Work instructions - Copy every one of the following records verbatim, keeping each line unchanged.

Supplied information -
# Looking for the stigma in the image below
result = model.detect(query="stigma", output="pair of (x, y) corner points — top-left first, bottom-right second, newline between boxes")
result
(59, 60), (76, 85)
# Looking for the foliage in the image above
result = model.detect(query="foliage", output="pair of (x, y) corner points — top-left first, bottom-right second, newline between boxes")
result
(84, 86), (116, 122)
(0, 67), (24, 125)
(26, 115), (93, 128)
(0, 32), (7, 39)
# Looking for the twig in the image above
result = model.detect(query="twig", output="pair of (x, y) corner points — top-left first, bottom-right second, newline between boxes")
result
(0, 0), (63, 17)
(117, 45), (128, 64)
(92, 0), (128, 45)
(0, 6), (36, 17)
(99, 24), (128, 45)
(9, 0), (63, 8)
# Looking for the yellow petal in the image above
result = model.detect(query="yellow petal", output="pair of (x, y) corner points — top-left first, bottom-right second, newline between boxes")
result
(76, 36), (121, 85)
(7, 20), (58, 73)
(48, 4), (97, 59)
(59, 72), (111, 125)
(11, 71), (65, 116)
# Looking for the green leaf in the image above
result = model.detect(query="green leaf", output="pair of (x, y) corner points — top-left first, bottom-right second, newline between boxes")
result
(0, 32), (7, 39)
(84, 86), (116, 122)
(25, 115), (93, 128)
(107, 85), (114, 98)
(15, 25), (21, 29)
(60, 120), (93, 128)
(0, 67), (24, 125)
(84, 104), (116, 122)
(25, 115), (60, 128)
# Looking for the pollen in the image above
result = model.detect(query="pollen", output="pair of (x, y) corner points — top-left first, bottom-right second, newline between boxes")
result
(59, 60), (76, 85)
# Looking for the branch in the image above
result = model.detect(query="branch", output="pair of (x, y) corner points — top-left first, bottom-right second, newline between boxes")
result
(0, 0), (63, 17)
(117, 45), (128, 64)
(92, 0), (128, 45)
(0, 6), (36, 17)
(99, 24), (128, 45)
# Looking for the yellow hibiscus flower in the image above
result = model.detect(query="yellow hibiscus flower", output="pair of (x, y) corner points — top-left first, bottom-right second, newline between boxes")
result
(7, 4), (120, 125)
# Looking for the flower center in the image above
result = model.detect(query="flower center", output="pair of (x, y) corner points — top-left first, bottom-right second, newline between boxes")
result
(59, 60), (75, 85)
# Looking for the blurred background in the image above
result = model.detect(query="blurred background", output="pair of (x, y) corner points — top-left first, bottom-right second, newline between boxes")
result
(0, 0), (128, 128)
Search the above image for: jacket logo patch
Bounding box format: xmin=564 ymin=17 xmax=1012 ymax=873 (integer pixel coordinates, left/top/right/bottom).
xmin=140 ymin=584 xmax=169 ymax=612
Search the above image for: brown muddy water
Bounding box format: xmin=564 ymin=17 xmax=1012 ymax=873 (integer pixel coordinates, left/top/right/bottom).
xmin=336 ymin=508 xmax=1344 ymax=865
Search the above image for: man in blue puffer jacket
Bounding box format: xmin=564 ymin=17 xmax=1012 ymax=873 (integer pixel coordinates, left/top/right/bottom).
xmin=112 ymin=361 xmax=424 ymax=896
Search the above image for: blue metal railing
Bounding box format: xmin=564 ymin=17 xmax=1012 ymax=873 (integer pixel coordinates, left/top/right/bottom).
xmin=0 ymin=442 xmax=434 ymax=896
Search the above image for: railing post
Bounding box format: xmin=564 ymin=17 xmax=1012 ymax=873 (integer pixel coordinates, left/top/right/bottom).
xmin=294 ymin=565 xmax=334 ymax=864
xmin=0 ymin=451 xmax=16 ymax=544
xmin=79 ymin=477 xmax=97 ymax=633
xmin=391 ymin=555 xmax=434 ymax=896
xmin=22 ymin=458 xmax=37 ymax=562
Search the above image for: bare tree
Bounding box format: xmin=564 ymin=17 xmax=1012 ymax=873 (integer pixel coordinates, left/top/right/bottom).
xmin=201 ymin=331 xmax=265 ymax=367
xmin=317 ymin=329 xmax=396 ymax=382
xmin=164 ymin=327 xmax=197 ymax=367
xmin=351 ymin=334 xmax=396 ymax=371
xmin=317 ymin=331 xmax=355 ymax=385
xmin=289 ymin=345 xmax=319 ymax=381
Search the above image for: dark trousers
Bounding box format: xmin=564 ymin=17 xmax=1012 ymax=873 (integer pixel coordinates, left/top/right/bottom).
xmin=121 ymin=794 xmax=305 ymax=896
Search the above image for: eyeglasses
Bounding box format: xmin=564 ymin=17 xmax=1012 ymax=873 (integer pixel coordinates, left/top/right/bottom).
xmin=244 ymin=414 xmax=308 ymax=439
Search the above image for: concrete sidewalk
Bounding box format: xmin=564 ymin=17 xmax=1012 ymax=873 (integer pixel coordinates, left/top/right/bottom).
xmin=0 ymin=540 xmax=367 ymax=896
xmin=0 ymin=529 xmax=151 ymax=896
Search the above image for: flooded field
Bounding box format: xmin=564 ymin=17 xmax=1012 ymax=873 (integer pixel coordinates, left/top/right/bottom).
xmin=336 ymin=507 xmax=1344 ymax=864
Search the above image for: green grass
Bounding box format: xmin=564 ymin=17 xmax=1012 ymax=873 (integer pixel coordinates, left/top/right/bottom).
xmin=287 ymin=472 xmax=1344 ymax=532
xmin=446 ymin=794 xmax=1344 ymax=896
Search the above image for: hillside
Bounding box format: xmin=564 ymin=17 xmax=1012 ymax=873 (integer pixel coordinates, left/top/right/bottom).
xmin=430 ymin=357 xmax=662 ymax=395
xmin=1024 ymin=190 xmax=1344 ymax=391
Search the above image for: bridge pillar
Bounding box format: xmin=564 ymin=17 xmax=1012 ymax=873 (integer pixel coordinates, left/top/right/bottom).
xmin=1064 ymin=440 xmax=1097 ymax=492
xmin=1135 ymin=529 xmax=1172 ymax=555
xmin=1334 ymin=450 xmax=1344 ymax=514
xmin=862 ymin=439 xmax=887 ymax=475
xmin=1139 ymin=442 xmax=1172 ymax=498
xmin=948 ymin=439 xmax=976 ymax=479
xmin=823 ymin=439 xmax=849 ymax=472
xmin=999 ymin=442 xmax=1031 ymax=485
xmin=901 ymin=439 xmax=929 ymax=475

Correct output -
# Looking for the stigma in the image below
result = model.detect(query="stigma", output="pair of (x, y) corner points — top-left first, bottom-right second, newline between boxes")
result
(59, 60), (76, 85)
# Looking for the foliage in the image above
result = model.detect(query="foliage", output="pair of (x, y) corner points — top-left first, bottom-right second, newline between boxes")
result
(84, 86), (116, 122)
(0, 67), (24, 125)
(26, 115), (93, 128)
(0, 32), (7, 39)
# Looking for the twig in the image above
result = model.detect(query="twig", output="pair of (x, y) corner points — top-left first, bottom-right second, newline between boxes")
result
(0, 0), (63, 17)
(117, 45), (128, 64)
(92, 0), (128, 45)
(0, 6), (36, 17)
(99, 24), (128, 45)
(9, 0), (63, 8)
# Looking for the yellow petal in the image above
result = model.detect(query="yellow petal", output="pair of (x, y) corner points — top-left first, bottom-right second, newline between boxes")
result
(76, 36), (121, 85)
(7, 20), (58, 73)
(48, 4), (97, 59)
(59, 72), (111, 125)
(11, 71), (65, 116)
# Looking for the green leaf in the image above
result = model.detect(query="green leaf", output="pair of (x, y) corner points — top-left first, bottom-right second, newline between boxes")
result
(0, 32), (7, 39)
(84, 86), (116, 122)
(25, 115), (93, 128)
(107, 85), (114, 98)
(15, 25), (21, 29)
(60, 120), (93, 128)
(0, 67), (24, 125)
(84, 104), (116, 122)
(25, 115), (60, 128)
# Looking for the pollen in the image above
result = model.detect(query="pollen", output="pair of (x, y) corner points — top-left first, bottom-right second, newline between boxes")
result
(59, 60), (76, 85)
# Looking for the branch in the image above
result = model.detect(query="branch", output="pair of (x, y) corner points — top-left first, bottom-right second, newline between boxes")
result
(0, 0), (63, 17)
(117, 45), (128, 64)
(92, 0), (128, 45)
(0, 6), (36, 17)
(99, 24), (128, 45)
# Looking for the yellow hibiscus flower in the image above
result = model.detect(query="yellow hibiscus flower", output="pair of (x, y) corner points — top-left first, bottom-right second, newline between boxes")
result
(7, 4), (120, 125)
# Looking for the flower center in the image above
result = model.detect(query="flower center", output="pair of (x, y) corner points — top-left first, bottom-right second, newline between boxes")
result
(59, 60), (75, 85)
# Looking for the blurred background in the image above
result = model.detect(query="blurred background", output="pair of (x, y) corner points — top-left first, bottom-right second, newline between boxes")
result
(0, 0), (128, 128)
Search the above image for: jacket logo patch
Bounding box format: xmin=564 ymin=17 xmax=1012 ymax=873 (integer pixel coordinates, left/top/right/bottom).
xmin=140 ymin=584 xmax=169 ymax=612
Search the above image for: brown muddy water
Bounding box format: xmin=564 ymin=17 xmax=1012 ymax=873 (integer pixel coordinates, left/top/right/bottom).
xmin=336 ymin=508 xmax=1344 ymax=865
Search the above image for: man in blue puffer jacket
Bounding box format: xmin=564 ymin=17 xmax=1012 ymax=873 (integer pixel coordinates, left/top/right/bottom).
xmin=112 ymin=361 xmax=424 ymax=896
Search the above image for: blue metal railing
Bounding box format: xmin=564 ymin=17 xmax=1012 ymax=873 (integer pixel coordinates, left/top/right/bottom).
xmin=0 ymin=442 xmax=434 ymax=896
Search the above image for: railing post
Bounding box format: xmin=564 ymin=17 xmax=1012 ymax=873 (integer pixel coordinates, left/top/right/bottom).
xmin=294 ymin=565 xmax=334 ymax=864
xmin=0 ymin=451 xmax=16 ymax=544
xmin=79 ymin=477 xmax=97 ymax=633
xmin=391 ymin=555 xmax=434 ymax=896
xmin=22 ymin=458 xmax=37 ymax=562
Search the above image for: bare tree
Bounding box format: xmin=564 ymin=17 xmax=1012 ymax=873 (integer pixel coordinates, left/top/right/bottom).
xmin=201 ymin=331 xmax=265 ymax=367
xmin=317 ymin=329 xmax=396 ymax=382
xmin=164 ymin=327 xmax=197 ymax=367
xmin=351 ymin=334 xmax=396 ymax=371
xmin=317 ymin=331 xmax=355 ymax=385
xmin=289 ymin=345 xmax=319 ymax=381
Search the above image for: dark trousers
Bounding box format: xmin=564 ymin=17 xmax=1012 ymax=873 (integer pixel coordinates, left/top/right/bottom).
xmin=121 ymin=794 xmax=305 ymax=896
Search the above image for: eyeglasses
Bounding box format: xmin=564 ymin=17 xmax=1012 ymax=873 (integer pixel coordinates, left/top/right/bottom).
xmin=244 ymin=414 xmax=308 ymax=439
Search the above image for: concrete sidewalk
Bounding box format: xmin=564 ymin=17 xmax=1012 ymax=873 (integer pixel coordinates, left/top/right/bottom).
xmin=0 ymin=540 xmax=367 ymax=896
xmin=0 ymin=529 xmax=151 ymax=896
Search the above image for: flooded field
Bounding box format: xmin=564 ymin=17 xmax=1012 ymax=873 (integer pixel coordinates, left/top/right/bottom).
xmin=336 ymin=507 xmax=1344 ymax=864
Search the above image for: green grass
Bounding box format: xmin=564 ymin=17 xmax=1012 ymax=873 (integer pixel coordinates, left/top/right/bottom).
xmin=287 ymin=472 xmax=1344 ymax=532
xmin=446 ymin=794 xmax=1344 ymax=896
Search the above image for: hillside
Bounding box format: xmin=564 ymin=17 xmax=1012 ymax=873 (integer pixel coordinates, left/top/right/bottom).
xmin=430 ymin=357 xmax=662 ymax=395
xmin=1024 ymin=190 xmax=1344 ymax=391
Search the above image for: bridge pillar
Bounding box format: xmin=564 ymin=17 xmax=1012 ymax=873 (integer pixel coordinates, left/top/right/bottom).
xmin=1064 ymin=440 xmax=1097 ymax=492
xmin=1135 ymin=529 xmax=1172 ymax=555
xmin=1334 ymin=450 xmax=1344 ymax=514
xmin=862 ymin=439 xmax=887 ymax=475
xmin=1139 ymin=442 xmax=1172 ymax=498
xmin=948 ymin=439 xmax=976 ymax=479
xmin=823 ymin=439 xmax=849 ymax=472
xmin=999 ymin=442 xmax=1031 ymax=485
xmin=901 ymin=439 xmax=929 ymax=475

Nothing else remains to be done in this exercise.